• _Required task_
Write out the material below verbatim, line for line, changing nothing.

• _Information shown_
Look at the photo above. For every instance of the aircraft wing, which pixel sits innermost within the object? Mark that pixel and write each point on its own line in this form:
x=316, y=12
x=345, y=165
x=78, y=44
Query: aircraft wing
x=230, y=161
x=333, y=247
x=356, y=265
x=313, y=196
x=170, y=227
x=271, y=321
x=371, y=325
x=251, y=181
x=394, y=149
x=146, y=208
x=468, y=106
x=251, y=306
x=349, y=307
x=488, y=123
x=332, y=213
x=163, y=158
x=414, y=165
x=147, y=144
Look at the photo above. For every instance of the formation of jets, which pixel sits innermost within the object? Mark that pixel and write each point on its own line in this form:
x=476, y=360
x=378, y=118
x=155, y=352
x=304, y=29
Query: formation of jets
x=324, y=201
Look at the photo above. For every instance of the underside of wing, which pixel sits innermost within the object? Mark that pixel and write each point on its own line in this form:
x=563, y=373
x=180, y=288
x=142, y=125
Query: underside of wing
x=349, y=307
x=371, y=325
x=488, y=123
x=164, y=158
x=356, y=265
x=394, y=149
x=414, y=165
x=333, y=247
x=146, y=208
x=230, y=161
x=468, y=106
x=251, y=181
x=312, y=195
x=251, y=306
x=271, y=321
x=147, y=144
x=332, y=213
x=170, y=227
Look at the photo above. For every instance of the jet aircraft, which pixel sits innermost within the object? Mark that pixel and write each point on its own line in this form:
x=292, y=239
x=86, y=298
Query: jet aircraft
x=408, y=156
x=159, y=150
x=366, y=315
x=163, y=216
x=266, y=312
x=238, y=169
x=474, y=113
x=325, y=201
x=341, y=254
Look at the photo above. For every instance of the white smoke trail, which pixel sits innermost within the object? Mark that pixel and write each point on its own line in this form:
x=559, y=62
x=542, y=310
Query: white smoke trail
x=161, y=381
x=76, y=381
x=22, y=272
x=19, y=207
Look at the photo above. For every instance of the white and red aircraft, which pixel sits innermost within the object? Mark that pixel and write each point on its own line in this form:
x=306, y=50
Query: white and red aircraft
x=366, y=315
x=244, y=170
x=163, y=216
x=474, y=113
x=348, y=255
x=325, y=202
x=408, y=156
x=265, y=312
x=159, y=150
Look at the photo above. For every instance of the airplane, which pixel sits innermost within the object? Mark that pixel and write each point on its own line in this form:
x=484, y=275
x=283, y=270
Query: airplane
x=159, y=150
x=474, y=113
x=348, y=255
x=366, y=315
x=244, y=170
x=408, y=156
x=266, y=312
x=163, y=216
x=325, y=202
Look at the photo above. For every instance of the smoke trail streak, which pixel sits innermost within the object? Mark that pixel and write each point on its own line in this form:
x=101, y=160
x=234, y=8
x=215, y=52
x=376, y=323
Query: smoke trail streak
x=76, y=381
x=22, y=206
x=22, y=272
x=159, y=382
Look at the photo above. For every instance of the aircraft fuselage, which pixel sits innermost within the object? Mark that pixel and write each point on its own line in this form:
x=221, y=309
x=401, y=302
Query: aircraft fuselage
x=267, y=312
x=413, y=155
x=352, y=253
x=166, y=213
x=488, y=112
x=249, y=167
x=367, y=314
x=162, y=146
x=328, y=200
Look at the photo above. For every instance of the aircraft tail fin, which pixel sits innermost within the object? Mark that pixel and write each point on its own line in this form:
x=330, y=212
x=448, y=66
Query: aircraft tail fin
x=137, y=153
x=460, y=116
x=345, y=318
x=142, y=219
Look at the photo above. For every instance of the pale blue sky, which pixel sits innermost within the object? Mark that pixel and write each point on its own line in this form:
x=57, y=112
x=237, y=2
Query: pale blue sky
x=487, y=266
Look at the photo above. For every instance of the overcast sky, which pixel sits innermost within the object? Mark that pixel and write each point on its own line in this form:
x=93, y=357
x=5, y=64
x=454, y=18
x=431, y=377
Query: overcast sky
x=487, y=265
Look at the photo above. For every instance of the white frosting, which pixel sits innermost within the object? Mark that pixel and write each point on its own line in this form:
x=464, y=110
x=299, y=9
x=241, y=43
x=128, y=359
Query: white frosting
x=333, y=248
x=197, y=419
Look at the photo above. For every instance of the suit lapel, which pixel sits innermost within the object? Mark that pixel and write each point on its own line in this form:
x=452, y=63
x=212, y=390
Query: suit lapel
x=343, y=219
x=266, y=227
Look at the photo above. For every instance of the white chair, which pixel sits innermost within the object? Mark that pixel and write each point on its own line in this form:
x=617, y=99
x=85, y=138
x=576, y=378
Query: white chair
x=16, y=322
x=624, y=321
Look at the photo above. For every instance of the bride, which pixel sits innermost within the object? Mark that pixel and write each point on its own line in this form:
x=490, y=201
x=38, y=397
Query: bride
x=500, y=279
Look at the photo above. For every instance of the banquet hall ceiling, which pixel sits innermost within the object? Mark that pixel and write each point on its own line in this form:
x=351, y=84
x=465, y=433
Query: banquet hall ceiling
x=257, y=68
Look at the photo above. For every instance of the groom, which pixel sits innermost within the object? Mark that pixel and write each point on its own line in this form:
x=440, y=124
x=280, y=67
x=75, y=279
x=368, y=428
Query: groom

• _The reply_
Look at the photo above. For every instance of the aircraft wing, which pixel sits innermost within the object? Mark that pixel and write each point on its own line in this form:
x=316, y=12
x=345, y=165
x=78, y=44
Query: aircraft wing
x=230, y=161
x=333, y=247
x=356, y=265
x=313, y=196
x=170, y=227
x=271, y=321
x=371, y=325
x=251, y=181
x=394, y=149
x=146, y=208
x=468, y=106
x=251, y=306
x=349, y=307
x=488, y=123
x=332, y=213
x=163, y=158
x=414, y=165
x=147, y=144
Look at the photo above. For every instance of the formation of jets, which pixel sits innermost within the object? Mark that pixel and write each point on its own line in this form:
x=476, y=360
x=378, y=118
x=155, y=352
x=304, y=29
Query: formation of jets
x=324, y=201
Look at the photo above. For every instance of the underside of wing, which pixel sits innermost within the object? Mark that pixel and write each point on its own line in this form:
x=563, y=373
x=180, y=288
x=142, y=125
Query: underside of wing
x=349, y=307
x=371, y=325
x=488, y=123
x=164, y=158
x=356, y=265
x=394, y=149
x=414, y=165
x=333, y=247
x=146, y=208
x=230, y=161
x=468, y=106
x=251, y=181
x=312, y=195
x=251, y=306
x=271, y=321
x=147, y=144
x=332, y=213
x=170, y=227
Look at the photo above. For every instance of the jet aircraft, which pixel sits innermost within the object? Mark that pixel and write each point on its own line in this form:
x=292, y=239
x=86, y=298
Query: jet aircraft
x=408, y=156
x=159, y=150
x=366, y=315
x=163, y=216
x=266, y=312
x=238, y=169
x=474, y=113
x=325, y=201
x=341, y=254
Look at the photo above. For every instance of the white smoke trail, which pixel sits innermost within the object? Mark that pixel and write each point on its own line in this form:
x=559, y=62
x=542, y=310
Query: white smoke trail
x=161, y=381
x=76, y=381
x=22, y=272
x=19, y=207
Look at the photo above. For every instance of the white and red aircraft, which pixel sits innermost within the object? Mark that pixel and write each point on its own line in this form:
x=306, y=50
Query: white and red aircraft
x=366, y=315
x=244, y=170
x=163, y=216
x=474, y=113
x=348, y=255
x=325, y=202
x=408, y=156
x=265, y=312
x=159, y=150
Look at the photo above. For every instance of the airplane, which pixel sits innermost within the object? Mark that pixel and write each point on its own line in this form:
x=484, y=275
x=283, y=270
Query: airplane
x=159, y=150
x=474, y=113
x=348, y=255
x=366, y=315
x=244, y=170
x=408, y=156
x=266, y=312
x=163, y=216
x=325, y=202
Look at the photo above. For every instance of the smoke trail streak, which pixel sits innermost within the object? Mark that pixel and write each point on its own line in this form:
x=101, y=160
x=234, y=8
x=215, y=52
x=376, y=323
Query: smoke trail streak
x=76, y=381
x=22, y=206
x=22, y=272
x=159, y=382
Look at the photo above. For every instance of the aircraft fuselage, which pixel sits innermost within the object? Mark that pixel and write each point on its own line in this form:
x=221, y=309
x=401, y=302
Query: aircraft fuselage
x=267, y=312
x=413, y=155
x=352, y=253
x=166, y=213
x=488, y=112
x=249, y=167
x=367, y=314
x=162, y=146
x=328, y=200
Look at the photo above. For every instance of the aircraft tail fin, which pixel sits innermost within the object? Mark that pixel and write each point on its own line in this form:
x=330, y=212
x=448, y=66
Query: aircraft tail fin
x=137, y=153
x=460, y=116
x=345, y=318
x=142, y=219
Look at the photo above. For every instance of the pale blue sky, which pixel sits innermost within the object? Mark that pixel and write each point on its own line in this form:
x=57, y=112
x=237, y=2
Query: pale blue sky
x=487, y=266
Look at the photo above. For every instance of the overcast sky, which pixel sits innermost within the object? Mark that pixel and write each point on its own line in this form:
x=93, y=357
x=5, y=64
x=454, y=18
x=431, y=377
Query: overcast sky
x=487, y=265
Look at the photo above. For every instance of the white frosting, which pixel sits innermost within the object? Mark that pixel and write each point on its own line in this form:
x=464, y=110
x=299, y=9
x=241, y=43
x=128, y=359
Query: white frosting
x=333, y=248
x=197, y=419
Look at the photo above. For every instance of the suit lapel, which pixel sits innermost within the object? Mark that pixel and write each point on its own line in this form:
x=452, y=63
x=212, y=390
Query: suit lapel
x=343, y=219
x=266, y=227
Look at the photo above. For every instance of the white chair, which pixel sits innermost within the object? Mark that pixel and write each point on its own line in this form:
x=617, y=99
x=85, y=138
x=576, y=378
Query: white chair
x=16, y=322
x=624, y=321
Look at the photo above. For every instance of the bride, which pixel sits innermost within the object? Mark that pixel and write each point on its own line in this form:
x=490, y=201
x=38, y=397
Query: bride
x=500, y=279
Look at the photo above. For every instance of the banquet hall ceiling, which pixel sits innermost within the object? Mark that pixel and write each point on its own line in this form:
x=351, y=84
x=465, y=433
Query: banquet hall ceiling
x=257, y=68
Look at the photo above. For every instance of the groom, which pixel sits innermost within the object? Mark that pixel and write each point on its own line in this form:
x=440, y=124
x=280, y=67
x=75, y=279
x=368, y=428
Query: groom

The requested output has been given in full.